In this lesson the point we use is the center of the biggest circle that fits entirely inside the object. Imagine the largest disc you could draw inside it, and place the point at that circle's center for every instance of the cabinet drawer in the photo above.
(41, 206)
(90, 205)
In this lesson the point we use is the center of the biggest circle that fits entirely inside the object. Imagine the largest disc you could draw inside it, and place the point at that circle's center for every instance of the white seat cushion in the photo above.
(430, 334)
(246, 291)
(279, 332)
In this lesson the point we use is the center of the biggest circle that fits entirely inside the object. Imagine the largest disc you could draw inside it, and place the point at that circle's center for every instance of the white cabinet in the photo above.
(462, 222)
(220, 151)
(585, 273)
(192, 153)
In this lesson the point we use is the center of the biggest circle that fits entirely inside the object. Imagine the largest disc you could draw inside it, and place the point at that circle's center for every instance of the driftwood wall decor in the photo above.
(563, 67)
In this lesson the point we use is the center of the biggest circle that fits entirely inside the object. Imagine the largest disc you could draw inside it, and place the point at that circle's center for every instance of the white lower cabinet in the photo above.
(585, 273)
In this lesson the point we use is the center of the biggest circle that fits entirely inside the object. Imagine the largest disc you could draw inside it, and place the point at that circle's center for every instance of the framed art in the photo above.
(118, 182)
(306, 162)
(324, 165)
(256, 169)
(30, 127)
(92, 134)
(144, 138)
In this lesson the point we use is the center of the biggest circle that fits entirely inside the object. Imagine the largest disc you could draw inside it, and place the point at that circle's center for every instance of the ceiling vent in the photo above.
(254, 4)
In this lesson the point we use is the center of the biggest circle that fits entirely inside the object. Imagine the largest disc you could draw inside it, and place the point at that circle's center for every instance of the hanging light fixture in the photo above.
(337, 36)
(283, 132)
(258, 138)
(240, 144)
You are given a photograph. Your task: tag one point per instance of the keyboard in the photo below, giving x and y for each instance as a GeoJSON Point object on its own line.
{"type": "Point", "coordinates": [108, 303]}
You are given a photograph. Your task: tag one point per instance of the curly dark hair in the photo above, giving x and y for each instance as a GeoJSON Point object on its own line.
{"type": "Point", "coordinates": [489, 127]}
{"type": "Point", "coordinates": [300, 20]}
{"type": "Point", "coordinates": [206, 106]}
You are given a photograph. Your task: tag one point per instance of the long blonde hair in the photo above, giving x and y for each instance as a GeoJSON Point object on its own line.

□ □ □ □

• [TASK PROMPT] Copy out every entry exactly.

• [RESULT OF THIS EXERCISE]
In this lesson the point we use is the center of the biggest circle that fits entirely inside the object. Imagine the largest disc you could draw inside it, and place the point at that circle's center for every instance of the cabinet drawer in the photo above.
(41, 206)
(90, 205)
In this lesson the point we use is the center of the biggest circle that fits entirely inside the object. Imagine the largest disc you could draw inside it, and place the point at that circle's center for every instance of the white seat cushion in the photo above.
(430, 334)
(246, 291)
(279, 332)
In this lesson the point we use is the center of the biggest circle that fits entirely inside the object. Imagine the largest disc you could draw inside it, and place the point at that circle's center for every instance of the white cabinet in the photo above.
(462, 222)
(220, 151)
(585, 273)
(192, 153)
In this lesson the point we use is the center of the biggest circle that fits entirely inside the object. Imagine the largest disc you could draw inside it, and place the point at that circle's center for every instance of the driftwood wall decor in the photo above.
(563, 67)
In this lesson the point we use is the center of the biggest circle that fits entirely inside the object. Imagine the largest disc you could draw inside it, and place the point at that circle's center for every instance of the white lower cabinet in the photo above.
(585, 273)
In this lesson the point we use is the center of the biggest circle that fits entirely inside the object. Imagine the largest disc you could draw inside it, and place the point at that circle's center for every instance of the framed art in the photo above.
(118, 182)
(306, 162)
(324, 165)
(256, 169)
(30, 127)
(92, 134)
(144, 138)
In this lesson the point we use is the center of the biggest circle that fits entirely inside the object. Imagine the largest disc you could draw inside it, and place the point at that circle's center for every instance of the ceiling vent in the photo above.
(254, 4)
In this lesson the point we use is the center of the biggest circle that fits entirely inside the object. Imagine the largest disc you could draw inside it, and place the point at that circle's center for every instance of the hanging light fixture in the photo above.
(337, 36)
(283, 132)
(258, 138)
(240, 144)
You are given a photograph. Your task: tag one point per instance of the keyboard in the photo below, giving x and y for each instance as a GeoJSON Point object on its own line.
{"type": "Point", "coordinates": [108, 303]}
You are given a photograph. Your task: tag one point per instance of the curly dark hair in the photo above, giving x and y for each instance as a GeoJSON Point object on its own line.
{"type": "Point", "coordinates": [489, 127]}
{"type": "Point", "coordinates": [300, 20]}
{"type": "Point", "coordinates": [206, 106]}
You are given a photograph. Your task: tag one point per instance of the long blonde hair in the photo above, giving x and y for each instance as a GeoJSON Point object on its own line.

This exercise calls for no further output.